#### [Rows]
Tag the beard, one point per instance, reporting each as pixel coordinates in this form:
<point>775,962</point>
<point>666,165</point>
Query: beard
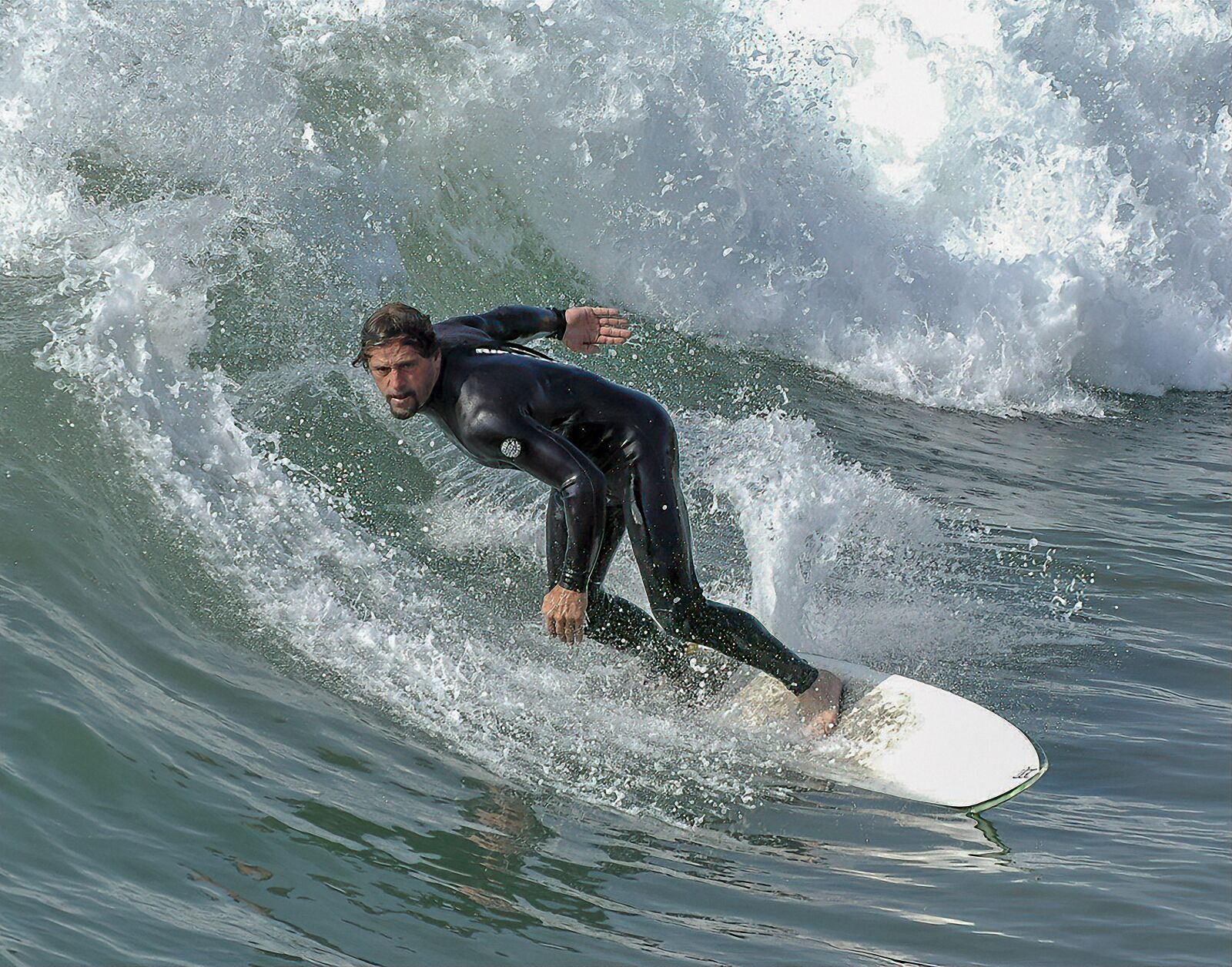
<point>410,407</point>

#### [Problem statement]
Could you write out these entries again with every "beard" replaced by "mustache" and everything else left as it is, omitting the pictures?

#### [Exercise solution]
Tag the mustache, one point per instance, reporting each as pixel coordinates in this form:
<point>775,962</point>
<point>666,165</point>
Query: mustache
<point>410,407</point>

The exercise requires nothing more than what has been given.